Recorded data:
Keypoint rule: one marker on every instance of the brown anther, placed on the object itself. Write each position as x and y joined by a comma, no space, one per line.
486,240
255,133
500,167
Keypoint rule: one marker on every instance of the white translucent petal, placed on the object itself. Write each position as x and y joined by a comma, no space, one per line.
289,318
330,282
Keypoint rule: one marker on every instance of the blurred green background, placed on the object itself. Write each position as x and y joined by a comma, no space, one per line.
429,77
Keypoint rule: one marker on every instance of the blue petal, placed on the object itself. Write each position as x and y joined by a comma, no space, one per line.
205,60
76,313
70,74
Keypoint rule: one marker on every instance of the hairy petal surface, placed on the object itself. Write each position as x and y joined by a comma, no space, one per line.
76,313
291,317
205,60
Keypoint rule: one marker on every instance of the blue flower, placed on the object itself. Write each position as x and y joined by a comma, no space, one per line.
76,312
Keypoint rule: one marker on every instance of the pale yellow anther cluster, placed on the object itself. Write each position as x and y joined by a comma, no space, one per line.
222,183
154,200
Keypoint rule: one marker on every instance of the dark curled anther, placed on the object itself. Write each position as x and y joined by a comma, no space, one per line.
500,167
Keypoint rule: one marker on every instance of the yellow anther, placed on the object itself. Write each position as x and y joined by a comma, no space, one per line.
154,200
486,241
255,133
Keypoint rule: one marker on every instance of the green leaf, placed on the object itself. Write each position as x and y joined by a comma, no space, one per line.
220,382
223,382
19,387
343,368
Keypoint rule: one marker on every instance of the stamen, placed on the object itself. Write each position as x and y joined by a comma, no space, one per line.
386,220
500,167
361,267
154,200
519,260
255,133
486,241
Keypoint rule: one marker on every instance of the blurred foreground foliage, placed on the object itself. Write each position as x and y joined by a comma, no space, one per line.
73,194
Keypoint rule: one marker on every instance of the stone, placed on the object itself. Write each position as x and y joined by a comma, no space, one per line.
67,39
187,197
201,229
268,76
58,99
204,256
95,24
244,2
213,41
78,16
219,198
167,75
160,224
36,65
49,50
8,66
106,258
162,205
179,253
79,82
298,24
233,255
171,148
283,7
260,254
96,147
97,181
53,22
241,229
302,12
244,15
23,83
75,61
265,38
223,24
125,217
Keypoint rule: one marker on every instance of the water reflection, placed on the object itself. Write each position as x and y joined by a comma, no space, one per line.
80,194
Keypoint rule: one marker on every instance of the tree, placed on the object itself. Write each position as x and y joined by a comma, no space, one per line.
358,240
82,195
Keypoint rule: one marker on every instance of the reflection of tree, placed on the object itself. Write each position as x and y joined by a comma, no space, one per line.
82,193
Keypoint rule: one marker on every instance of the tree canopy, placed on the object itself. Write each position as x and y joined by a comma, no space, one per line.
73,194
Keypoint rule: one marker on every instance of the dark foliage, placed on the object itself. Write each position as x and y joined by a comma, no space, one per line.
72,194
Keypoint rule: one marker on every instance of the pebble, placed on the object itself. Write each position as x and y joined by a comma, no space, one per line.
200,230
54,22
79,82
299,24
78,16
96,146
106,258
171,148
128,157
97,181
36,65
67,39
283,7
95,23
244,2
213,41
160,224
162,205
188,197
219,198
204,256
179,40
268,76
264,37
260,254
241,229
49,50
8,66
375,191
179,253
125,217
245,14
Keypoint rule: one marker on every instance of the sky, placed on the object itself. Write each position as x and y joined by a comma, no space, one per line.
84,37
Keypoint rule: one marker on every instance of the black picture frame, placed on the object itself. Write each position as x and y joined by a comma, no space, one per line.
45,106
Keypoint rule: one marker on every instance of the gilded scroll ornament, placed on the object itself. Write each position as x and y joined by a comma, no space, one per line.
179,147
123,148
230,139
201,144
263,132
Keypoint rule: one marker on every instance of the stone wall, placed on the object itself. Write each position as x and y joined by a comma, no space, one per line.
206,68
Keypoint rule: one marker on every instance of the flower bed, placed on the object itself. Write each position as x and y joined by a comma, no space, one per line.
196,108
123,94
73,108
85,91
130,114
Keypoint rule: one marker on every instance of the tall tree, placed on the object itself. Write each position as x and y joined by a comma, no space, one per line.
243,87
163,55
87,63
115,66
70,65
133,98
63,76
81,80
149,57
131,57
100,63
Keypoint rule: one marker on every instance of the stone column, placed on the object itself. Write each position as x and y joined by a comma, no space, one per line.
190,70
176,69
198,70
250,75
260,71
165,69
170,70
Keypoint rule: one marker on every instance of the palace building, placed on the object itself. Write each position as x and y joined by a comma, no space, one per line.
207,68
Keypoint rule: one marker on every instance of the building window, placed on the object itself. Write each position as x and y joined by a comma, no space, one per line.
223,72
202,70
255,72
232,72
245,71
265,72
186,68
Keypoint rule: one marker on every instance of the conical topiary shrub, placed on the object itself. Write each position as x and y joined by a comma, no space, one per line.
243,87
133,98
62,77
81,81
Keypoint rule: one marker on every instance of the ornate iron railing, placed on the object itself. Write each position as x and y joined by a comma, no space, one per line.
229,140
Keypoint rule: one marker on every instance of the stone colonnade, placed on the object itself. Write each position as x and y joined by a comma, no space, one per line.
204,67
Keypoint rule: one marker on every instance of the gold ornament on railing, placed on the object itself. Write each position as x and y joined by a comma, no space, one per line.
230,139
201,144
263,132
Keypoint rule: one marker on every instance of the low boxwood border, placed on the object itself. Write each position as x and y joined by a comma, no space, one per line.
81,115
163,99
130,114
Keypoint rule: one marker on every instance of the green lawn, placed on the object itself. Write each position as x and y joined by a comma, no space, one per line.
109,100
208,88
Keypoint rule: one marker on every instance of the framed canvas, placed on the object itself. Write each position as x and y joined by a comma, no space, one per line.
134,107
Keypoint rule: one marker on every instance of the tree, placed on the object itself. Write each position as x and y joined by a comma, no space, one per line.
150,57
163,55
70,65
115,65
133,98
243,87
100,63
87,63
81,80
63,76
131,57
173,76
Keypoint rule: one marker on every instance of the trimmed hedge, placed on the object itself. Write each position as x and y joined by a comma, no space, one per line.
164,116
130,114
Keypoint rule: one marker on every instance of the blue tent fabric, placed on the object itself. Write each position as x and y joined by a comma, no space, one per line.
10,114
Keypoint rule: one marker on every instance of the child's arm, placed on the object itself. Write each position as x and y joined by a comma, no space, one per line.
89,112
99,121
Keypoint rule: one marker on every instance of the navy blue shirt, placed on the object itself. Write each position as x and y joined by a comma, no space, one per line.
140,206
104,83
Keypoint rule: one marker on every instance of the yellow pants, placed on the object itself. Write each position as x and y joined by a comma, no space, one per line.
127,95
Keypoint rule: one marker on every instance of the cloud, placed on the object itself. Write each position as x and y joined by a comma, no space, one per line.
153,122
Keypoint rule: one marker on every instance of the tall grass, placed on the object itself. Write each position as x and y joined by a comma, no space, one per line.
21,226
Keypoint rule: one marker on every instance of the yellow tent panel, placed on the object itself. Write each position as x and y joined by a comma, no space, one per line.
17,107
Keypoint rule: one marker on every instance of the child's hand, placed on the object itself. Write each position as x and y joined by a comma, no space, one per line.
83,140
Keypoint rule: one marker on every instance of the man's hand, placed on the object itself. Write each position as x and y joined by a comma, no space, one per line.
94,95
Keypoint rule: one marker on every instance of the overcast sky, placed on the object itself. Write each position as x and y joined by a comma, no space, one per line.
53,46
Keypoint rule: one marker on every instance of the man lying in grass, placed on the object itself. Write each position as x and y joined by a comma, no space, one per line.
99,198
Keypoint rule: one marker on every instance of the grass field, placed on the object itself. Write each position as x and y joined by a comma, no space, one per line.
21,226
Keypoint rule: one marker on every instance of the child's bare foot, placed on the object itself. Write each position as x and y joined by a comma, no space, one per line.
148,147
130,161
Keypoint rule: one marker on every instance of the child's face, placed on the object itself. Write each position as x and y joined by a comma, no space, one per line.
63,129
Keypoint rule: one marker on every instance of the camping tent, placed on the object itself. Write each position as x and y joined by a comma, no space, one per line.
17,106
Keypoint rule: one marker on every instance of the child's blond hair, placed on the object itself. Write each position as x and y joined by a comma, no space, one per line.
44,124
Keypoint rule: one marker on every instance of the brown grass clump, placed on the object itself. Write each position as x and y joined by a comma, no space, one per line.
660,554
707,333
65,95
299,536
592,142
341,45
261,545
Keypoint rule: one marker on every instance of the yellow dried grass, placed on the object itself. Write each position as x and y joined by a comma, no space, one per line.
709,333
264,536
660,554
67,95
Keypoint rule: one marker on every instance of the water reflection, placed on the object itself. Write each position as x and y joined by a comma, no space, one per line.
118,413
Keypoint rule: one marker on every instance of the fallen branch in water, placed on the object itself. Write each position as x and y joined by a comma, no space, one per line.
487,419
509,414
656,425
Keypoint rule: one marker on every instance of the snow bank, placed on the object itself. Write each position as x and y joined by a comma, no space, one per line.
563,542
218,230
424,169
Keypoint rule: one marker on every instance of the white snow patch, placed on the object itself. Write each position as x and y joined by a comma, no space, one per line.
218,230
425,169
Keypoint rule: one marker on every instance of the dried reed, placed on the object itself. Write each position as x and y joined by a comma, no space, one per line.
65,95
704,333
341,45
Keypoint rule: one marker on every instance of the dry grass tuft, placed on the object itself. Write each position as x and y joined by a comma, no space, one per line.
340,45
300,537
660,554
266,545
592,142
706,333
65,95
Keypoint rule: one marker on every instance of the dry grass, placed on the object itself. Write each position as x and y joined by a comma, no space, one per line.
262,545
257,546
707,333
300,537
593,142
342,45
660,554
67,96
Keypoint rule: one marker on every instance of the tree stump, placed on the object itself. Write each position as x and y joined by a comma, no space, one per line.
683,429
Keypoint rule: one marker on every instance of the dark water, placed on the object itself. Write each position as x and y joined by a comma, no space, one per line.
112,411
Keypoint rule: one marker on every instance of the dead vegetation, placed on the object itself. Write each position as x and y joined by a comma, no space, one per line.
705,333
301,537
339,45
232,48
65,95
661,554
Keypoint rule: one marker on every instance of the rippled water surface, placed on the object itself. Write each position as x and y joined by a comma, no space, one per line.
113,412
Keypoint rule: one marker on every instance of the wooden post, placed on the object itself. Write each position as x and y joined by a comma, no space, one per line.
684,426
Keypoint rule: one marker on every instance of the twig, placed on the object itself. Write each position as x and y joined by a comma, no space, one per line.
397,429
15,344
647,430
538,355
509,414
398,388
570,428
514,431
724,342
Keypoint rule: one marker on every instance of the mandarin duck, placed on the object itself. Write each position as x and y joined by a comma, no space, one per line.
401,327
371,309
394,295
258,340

The exercise:
Find the line that contains "Keypoint rule: one marker on every instance of the wooden". Repeat it and every line after it, exactly as written, up to and including the last line of the records above.

Answer in full:
Keypoint rule: one marker on every instance of the wooden post, placed on the object itself. Write each position as x and y joined by a comma, no space, one per line.
684,426
Keypoint rule: one marker on every instance of the twig, placed on the object itself. Write each position as x and y joined by a comma, no space, one per line.
397,429
15,344
647,430
538,355
509,414
398,388
570,428
514,431
724,342
Keypoint rule: one marker on every instance of the mandarin duck, placed on the object itself. Write each position as x and y joined by a comma, no space, one per line.
401,327
371,309
394,295
258,340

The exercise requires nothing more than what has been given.